- [DATA EXTRACTS]
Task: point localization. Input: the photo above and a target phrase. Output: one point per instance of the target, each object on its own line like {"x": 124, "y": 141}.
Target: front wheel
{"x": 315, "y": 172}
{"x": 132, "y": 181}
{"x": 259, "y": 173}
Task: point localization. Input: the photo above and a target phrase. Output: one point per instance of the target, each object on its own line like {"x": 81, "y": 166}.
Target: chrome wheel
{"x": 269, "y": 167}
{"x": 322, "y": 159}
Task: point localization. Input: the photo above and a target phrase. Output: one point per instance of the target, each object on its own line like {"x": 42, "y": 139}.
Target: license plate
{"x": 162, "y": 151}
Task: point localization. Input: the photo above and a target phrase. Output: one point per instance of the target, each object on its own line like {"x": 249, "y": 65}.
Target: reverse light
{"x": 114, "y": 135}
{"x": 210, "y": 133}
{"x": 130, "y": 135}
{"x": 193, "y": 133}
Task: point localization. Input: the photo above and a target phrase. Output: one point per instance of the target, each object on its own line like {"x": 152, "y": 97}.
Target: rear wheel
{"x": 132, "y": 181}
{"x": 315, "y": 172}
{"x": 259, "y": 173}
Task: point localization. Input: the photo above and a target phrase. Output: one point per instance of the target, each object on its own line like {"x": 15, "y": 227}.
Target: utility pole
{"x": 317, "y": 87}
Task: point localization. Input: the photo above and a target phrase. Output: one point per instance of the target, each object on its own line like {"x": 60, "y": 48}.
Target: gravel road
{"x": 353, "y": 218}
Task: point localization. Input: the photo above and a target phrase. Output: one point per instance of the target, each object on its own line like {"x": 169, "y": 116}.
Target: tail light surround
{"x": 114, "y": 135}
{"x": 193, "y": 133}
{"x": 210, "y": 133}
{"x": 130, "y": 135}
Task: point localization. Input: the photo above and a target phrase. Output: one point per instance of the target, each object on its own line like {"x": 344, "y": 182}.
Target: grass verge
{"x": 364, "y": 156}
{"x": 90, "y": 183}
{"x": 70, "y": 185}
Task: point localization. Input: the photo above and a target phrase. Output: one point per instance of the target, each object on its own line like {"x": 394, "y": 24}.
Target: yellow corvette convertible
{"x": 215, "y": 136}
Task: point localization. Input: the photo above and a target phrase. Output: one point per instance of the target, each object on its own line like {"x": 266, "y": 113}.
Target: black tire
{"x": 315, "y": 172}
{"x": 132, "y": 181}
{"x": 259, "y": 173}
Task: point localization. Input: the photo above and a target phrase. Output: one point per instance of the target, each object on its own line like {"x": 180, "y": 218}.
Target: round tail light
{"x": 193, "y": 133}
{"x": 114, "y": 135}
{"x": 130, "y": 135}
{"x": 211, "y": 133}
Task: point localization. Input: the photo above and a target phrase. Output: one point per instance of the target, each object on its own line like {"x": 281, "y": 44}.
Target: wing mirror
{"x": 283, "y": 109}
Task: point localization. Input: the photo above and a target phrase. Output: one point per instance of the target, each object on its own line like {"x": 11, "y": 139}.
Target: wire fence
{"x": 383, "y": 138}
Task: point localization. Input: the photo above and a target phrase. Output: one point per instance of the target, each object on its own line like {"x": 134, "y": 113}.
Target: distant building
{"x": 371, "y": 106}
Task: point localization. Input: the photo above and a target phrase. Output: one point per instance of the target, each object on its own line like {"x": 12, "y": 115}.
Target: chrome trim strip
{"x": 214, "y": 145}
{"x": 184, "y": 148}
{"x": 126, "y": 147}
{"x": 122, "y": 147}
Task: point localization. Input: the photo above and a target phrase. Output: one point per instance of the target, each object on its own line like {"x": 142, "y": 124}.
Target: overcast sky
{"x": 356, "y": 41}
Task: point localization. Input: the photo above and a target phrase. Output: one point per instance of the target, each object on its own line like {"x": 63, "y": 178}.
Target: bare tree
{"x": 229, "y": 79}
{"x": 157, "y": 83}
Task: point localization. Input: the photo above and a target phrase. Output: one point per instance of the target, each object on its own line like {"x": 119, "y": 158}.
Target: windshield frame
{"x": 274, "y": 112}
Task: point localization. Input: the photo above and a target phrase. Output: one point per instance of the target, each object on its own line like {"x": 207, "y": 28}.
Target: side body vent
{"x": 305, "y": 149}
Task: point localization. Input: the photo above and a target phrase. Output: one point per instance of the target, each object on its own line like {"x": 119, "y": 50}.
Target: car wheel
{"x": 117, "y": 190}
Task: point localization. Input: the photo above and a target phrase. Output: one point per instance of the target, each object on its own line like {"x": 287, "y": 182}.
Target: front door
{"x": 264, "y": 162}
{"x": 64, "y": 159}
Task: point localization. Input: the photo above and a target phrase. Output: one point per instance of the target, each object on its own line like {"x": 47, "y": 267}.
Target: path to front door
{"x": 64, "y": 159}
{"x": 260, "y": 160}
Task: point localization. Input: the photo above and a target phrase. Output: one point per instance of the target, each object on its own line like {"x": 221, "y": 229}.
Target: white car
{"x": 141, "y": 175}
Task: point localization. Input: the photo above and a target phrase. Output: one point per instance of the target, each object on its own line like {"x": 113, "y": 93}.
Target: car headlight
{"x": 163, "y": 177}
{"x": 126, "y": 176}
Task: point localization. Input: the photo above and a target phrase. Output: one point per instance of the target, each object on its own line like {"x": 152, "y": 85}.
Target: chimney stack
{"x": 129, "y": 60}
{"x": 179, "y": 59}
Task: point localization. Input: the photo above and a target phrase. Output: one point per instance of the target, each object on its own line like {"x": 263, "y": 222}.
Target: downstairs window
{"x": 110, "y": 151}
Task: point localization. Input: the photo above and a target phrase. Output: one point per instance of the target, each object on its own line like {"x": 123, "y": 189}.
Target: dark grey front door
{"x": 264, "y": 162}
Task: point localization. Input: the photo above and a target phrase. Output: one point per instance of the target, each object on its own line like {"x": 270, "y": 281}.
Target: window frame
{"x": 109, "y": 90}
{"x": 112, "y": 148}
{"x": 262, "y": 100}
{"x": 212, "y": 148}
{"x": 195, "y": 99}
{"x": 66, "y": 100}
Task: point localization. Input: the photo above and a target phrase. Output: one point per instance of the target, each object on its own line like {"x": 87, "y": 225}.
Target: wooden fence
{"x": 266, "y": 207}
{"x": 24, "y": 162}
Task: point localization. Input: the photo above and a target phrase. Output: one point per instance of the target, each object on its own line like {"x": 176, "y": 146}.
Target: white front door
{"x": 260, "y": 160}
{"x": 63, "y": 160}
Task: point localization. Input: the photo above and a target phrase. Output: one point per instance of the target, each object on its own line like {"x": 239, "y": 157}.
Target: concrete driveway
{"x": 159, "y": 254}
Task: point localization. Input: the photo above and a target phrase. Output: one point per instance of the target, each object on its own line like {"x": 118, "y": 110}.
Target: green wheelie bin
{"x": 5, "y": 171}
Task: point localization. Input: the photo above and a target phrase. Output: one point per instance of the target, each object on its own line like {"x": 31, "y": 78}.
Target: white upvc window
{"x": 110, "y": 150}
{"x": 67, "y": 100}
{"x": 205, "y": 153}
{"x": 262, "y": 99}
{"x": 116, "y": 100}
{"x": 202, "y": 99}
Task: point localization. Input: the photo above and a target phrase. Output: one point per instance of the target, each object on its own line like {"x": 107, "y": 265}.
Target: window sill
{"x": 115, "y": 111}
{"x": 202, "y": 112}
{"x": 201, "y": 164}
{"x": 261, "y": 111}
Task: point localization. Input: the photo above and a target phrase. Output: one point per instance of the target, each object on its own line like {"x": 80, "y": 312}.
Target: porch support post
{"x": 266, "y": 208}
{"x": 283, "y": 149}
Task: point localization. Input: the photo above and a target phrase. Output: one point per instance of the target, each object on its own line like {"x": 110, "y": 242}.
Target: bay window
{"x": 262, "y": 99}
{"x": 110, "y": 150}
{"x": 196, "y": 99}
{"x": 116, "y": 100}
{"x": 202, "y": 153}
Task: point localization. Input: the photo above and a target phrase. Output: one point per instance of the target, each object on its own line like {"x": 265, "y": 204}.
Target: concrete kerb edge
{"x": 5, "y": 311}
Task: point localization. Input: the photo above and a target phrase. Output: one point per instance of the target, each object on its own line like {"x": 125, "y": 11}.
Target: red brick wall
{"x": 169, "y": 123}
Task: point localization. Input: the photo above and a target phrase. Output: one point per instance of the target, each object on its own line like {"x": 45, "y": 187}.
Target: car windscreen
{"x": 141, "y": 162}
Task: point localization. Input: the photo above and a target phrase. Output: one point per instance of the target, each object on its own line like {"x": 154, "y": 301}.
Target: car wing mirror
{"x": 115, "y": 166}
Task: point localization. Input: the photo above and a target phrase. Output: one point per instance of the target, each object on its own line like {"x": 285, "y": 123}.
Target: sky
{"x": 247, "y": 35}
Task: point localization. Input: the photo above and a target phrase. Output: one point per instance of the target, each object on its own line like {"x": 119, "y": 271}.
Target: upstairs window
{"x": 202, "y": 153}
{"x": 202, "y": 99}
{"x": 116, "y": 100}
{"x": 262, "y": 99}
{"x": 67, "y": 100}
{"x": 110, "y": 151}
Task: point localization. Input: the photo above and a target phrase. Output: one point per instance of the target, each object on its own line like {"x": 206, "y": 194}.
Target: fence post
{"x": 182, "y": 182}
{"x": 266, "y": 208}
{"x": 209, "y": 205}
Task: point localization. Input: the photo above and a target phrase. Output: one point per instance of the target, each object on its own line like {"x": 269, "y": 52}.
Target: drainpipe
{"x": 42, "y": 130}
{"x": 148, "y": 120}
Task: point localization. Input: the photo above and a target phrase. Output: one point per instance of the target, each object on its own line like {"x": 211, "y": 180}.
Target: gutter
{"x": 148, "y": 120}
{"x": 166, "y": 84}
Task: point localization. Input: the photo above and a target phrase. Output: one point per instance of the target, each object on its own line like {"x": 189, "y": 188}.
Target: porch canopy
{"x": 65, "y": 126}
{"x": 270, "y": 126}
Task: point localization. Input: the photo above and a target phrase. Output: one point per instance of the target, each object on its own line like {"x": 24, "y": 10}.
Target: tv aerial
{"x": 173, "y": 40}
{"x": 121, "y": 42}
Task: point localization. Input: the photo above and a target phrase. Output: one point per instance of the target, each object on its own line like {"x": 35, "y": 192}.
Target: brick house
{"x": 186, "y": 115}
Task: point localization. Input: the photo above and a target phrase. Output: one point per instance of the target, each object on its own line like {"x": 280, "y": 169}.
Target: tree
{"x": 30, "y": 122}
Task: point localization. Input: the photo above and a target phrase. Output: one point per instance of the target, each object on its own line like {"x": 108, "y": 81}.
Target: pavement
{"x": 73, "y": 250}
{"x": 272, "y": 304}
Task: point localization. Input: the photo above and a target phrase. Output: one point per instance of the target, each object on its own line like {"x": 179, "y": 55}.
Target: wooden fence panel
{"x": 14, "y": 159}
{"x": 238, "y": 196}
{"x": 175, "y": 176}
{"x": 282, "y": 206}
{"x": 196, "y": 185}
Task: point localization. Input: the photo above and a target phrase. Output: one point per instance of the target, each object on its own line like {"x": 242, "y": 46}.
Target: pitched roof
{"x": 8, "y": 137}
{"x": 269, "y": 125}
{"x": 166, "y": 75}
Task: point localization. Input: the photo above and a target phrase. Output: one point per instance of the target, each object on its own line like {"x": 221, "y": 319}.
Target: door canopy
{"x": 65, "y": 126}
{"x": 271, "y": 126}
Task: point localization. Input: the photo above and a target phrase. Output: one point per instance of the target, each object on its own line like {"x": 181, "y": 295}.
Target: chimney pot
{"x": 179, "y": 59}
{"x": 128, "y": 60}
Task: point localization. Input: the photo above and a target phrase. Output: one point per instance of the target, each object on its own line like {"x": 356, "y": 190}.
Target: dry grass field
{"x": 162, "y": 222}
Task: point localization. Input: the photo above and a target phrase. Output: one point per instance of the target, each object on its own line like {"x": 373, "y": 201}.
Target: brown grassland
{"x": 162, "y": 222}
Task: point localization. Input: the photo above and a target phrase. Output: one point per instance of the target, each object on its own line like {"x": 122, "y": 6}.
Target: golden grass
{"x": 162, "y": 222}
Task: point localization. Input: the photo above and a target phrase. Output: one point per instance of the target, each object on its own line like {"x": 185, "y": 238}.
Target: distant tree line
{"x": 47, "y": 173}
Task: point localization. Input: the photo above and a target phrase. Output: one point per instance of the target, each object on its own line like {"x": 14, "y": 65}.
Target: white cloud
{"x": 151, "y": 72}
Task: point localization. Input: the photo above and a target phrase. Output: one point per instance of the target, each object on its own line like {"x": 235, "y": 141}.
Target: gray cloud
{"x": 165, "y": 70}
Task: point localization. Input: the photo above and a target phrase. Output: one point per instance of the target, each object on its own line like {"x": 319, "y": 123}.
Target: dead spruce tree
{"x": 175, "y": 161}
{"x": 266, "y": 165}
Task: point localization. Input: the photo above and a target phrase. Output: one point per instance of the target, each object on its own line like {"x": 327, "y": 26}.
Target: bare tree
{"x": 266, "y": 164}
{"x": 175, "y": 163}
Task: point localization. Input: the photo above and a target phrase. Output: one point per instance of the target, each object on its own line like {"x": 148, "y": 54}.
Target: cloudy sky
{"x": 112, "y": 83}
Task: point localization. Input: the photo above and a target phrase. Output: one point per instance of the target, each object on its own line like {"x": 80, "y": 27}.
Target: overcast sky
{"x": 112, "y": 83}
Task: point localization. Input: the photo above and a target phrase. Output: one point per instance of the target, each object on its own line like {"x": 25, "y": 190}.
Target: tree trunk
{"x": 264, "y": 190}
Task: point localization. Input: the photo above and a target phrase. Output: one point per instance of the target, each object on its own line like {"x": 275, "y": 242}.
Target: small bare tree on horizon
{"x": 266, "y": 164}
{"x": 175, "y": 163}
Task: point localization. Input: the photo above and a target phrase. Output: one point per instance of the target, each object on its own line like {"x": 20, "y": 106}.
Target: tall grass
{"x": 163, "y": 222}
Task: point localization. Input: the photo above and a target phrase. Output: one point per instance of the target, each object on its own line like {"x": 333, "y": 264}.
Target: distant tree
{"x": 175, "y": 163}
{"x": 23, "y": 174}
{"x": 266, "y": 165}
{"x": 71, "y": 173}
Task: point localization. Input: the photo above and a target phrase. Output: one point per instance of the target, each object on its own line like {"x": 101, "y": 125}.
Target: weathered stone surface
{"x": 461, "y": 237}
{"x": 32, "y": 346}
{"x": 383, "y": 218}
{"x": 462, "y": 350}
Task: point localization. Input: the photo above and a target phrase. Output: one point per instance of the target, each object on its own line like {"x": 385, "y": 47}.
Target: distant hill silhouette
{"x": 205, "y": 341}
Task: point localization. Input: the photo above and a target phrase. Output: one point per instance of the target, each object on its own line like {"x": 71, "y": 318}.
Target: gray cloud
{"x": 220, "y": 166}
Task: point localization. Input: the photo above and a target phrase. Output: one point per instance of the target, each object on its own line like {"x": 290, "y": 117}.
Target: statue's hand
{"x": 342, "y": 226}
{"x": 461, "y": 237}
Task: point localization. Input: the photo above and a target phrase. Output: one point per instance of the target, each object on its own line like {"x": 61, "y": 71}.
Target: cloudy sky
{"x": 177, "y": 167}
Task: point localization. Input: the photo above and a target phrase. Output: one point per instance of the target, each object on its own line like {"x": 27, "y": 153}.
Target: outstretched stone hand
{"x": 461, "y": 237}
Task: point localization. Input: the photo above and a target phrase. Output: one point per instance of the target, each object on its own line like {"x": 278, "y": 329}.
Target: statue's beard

- [TASK ITEM]
Retype exactly, please, each line from the line that contains "Target: weathered stone surface" through the last line of the entries above, with nothing added.

- [SOLUTION FOR THIS PROBLEM]
Target: weathered stone surface
{"x": 461, "y": 237}
{"x": 32, "y": 346}
{"x": 383, "y": 218}
{"x": 462, "y": 350}
Task: point localization. Input: the photo above and a target phrase. Output: one point per instance of the target, each object on its own line like {"x": 385, "y": 47}.
Target: distant hill silhouette
{"x": 205, "y": 341}
Task: point localization. Input: the photo above and a target phrase. Output: one point per instance of the target, each object on its own line like {"x": 71, "y": 318}.
Target: gray cloud
{"x": 220, "y": 166}
Task: point localization. Input: the photo above and a target phrase. Output: one point per instance of the target, each object on its own line like {"x": 290, "y": 117}.
Target: statue's hand
{"x": 342, "y": 226}
{"x": 461, "y": 237}
Task: point localization. Input: the photo above and a target phrase. Output: one point per instance of the target, each object on its own line like {"x": 61, "y": 71}.
Target: cloudy sky
{"x": 177, "y": 167}
Task: point localization. Input: the photo above and a target phrase. Output: one point per instance of the target, each object on its own line like {"x": 27, "y": 153}.
Target: outstretched stone hand
{"x": 461, "y": 237}
Task: point localization. Input: the photo above and a target phrase. Output: one point per instance of the target, each object on its own line like {"x": 278, "y": 329}.
Target: statue's beard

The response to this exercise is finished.